#### Stored records
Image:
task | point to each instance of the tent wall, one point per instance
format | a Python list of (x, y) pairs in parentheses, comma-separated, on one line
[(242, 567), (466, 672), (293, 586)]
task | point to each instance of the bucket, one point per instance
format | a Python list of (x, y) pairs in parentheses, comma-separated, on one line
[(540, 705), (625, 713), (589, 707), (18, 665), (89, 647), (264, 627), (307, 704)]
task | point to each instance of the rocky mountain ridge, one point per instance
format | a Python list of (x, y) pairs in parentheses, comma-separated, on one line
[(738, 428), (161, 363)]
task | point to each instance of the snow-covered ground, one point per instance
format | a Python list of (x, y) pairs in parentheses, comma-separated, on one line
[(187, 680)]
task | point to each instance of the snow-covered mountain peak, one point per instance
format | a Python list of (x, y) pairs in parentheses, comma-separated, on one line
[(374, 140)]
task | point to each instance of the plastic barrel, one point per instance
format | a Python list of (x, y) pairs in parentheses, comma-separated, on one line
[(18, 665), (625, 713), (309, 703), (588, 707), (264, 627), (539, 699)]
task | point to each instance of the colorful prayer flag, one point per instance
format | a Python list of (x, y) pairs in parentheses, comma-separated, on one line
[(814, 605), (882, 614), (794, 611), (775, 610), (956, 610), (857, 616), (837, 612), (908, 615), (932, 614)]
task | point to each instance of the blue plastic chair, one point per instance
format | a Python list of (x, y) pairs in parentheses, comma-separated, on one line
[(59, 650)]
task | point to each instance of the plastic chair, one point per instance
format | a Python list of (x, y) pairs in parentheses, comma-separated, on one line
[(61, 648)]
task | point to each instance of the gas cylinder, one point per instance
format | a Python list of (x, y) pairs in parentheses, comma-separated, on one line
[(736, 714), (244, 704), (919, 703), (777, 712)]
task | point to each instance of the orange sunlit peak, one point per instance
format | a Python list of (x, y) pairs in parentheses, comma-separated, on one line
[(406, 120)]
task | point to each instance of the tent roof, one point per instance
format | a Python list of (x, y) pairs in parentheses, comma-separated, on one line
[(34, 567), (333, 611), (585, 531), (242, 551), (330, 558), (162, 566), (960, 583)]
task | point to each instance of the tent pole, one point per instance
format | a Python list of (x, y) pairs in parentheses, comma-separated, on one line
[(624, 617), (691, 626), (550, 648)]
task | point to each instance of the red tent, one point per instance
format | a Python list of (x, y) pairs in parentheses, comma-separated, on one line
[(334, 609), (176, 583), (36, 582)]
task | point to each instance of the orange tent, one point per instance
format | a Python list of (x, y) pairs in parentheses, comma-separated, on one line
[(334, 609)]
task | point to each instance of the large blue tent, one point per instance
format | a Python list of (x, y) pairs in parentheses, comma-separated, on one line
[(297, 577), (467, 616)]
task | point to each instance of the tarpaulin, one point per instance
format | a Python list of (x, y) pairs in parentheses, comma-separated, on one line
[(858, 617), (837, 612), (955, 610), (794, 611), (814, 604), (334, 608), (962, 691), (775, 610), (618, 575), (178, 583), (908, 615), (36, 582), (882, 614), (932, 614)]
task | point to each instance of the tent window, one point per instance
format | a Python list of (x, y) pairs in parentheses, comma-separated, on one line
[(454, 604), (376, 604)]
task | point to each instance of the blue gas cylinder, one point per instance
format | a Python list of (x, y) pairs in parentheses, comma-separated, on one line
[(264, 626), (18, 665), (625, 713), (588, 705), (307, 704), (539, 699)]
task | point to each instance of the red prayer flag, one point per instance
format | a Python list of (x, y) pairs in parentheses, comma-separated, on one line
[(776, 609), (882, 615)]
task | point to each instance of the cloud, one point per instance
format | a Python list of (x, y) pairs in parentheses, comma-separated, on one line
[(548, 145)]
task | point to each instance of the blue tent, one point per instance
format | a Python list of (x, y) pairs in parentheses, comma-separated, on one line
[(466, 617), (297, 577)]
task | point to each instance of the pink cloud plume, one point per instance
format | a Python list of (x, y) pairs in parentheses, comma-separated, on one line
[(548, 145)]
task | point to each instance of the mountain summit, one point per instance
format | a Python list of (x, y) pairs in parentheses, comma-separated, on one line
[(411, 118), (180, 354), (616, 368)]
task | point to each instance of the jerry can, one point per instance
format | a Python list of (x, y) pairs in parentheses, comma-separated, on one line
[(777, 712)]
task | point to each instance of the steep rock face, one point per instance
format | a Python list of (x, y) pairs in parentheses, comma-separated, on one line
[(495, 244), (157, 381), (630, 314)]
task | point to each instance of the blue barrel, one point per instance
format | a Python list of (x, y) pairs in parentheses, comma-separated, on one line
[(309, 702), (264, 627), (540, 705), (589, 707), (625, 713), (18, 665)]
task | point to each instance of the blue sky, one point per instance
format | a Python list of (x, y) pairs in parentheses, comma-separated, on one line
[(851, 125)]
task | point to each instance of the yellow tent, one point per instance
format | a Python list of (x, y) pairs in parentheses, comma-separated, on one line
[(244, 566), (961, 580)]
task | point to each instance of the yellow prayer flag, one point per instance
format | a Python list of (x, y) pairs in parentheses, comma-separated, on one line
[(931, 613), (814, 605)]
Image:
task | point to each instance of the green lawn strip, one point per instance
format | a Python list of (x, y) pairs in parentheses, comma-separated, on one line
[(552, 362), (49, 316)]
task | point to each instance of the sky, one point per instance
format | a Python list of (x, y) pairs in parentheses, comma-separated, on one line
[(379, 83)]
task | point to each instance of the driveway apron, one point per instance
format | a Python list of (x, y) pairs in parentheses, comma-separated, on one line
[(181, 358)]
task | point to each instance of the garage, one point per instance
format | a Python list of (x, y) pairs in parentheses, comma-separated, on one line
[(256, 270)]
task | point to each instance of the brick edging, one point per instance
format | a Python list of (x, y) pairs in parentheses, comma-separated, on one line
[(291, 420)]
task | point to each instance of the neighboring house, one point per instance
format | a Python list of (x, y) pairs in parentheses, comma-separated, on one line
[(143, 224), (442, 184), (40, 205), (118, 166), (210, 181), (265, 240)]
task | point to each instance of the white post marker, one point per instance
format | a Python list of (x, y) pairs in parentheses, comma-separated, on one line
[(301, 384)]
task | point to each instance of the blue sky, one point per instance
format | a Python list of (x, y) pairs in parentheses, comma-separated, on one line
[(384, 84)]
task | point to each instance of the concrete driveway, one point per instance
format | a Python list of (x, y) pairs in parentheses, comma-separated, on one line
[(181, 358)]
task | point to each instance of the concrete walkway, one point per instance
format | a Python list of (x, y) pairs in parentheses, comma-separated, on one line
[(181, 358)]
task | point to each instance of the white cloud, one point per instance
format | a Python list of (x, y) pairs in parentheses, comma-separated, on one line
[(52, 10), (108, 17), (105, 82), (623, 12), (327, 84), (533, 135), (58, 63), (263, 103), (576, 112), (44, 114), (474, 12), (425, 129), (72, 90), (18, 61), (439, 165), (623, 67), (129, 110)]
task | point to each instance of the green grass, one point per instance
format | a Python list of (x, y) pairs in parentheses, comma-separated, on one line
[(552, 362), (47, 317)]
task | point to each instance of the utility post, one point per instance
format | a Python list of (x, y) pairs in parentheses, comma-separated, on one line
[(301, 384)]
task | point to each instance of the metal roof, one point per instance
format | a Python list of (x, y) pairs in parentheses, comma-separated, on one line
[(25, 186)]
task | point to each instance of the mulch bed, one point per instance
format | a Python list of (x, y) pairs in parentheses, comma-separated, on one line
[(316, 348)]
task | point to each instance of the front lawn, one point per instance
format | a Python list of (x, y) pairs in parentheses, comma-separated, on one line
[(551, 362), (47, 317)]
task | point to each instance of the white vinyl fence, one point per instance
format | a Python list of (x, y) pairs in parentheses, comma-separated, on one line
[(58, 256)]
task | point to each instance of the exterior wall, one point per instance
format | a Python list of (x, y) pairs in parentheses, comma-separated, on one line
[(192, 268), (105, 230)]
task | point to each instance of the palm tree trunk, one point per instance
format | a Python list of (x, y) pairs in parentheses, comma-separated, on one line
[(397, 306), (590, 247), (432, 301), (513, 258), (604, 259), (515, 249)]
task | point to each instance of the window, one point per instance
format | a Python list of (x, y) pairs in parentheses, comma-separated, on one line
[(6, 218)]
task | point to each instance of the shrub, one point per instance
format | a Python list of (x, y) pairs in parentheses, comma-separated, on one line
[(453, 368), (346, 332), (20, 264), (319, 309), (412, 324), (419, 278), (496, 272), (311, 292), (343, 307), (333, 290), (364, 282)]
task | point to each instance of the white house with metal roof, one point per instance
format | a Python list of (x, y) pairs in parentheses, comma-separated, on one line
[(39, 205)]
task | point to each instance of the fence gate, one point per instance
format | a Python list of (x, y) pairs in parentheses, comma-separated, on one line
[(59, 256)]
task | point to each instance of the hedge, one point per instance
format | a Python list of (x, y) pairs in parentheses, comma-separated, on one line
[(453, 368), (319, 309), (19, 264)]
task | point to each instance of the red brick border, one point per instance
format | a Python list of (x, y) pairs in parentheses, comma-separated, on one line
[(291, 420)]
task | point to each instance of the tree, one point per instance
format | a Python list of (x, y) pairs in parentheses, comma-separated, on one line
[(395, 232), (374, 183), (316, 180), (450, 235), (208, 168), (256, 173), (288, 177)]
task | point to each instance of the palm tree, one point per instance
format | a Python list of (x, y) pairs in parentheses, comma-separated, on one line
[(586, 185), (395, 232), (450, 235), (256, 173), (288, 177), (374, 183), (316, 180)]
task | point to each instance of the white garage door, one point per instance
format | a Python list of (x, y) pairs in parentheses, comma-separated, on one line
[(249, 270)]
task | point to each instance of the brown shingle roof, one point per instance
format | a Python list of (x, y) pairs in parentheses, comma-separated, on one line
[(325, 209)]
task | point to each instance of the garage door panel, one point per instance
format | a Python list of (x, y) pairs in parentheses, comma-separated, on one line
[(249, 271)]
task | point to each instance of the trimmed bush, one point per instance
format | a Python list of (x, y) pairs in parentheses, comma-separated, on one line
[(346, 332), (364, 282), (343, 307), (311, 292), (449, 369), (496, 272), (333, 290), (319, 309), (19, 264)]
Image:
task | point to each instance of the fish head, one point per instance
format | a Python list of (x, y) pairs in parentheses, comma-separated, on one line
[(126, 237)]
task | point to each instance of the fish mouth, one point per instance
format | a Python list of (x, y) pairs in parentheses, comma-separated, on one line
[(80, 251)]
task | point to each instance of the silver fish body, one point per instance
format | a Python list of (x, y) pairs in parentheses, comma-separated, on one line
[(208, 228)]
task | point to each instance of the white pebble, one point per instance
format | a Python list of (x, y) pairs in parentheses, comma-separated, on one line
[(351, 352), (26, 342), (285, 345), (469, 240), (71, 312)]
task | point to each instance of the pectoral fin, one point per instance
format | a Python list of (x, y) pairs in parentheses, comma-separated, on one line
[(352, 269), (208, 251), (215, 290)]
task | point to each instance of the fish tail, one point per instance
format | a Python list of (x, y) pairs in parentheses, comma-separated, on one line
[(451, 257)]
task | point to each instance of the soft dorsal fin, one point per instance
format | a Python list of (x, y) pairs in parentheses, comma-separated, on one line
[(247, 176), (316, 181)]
########
Reproduce only the lines from the one with "task | point to each instance of the garage door" through the one with "[(249, 271)]", requests included, and shift each coordinate in the answers up by 8, leaving the numbers in the requests and format lines as they are.

task | point to each instance of the garage door panel, one point per instance
format | a Python list of (x, y) pairs in parentheses, comma-separated, on one line
[(257, 279)]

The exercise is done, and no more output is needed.